**What you should do:** Please identify every line in the data below that contains the string "stone" and copy each of those lines. Case counts when matching.

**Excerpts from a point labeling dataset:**
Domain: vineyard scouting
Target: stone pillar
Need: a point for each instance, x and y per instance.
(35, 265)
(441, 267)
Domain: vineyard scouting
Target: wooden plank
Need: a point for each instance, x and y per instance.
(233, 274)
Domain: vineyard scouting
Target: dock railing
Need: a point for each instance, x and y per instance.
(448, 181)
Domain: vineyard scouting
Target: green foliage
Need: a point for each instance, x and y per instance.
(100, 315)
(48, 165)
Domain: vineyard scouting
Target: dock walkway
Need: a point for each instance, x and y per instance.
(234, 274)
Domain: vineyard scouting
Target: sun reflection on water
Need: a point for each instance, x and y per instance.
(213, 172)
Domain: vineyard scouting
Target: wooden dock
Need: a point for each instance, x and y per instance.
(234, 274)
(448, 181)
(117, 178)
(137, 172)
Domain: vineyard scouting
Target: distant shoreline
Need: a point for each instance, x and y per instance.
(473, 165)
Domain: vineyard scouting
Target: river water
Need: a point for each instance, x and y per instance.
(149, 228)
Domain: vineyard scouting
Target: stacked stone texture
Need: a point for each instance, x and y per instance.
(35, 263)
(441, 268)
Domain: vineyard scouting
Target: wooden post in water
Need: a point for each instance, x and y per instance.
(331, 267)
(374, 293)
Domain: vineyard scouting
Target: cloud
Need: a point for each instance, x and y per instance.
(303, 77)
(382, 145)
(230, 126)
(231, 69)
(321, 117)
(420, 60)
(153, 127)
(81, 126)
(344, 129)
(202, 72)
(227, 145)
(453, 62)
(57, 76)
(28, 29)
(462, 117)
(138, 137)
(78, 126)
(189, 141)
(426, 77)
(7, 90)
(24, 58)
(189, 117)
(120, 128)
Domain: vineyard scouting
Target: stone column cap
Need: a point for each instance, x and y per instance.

**Completed exercise:**
Target: stone pillar
Target: stacked stone texture
Target: stone column cap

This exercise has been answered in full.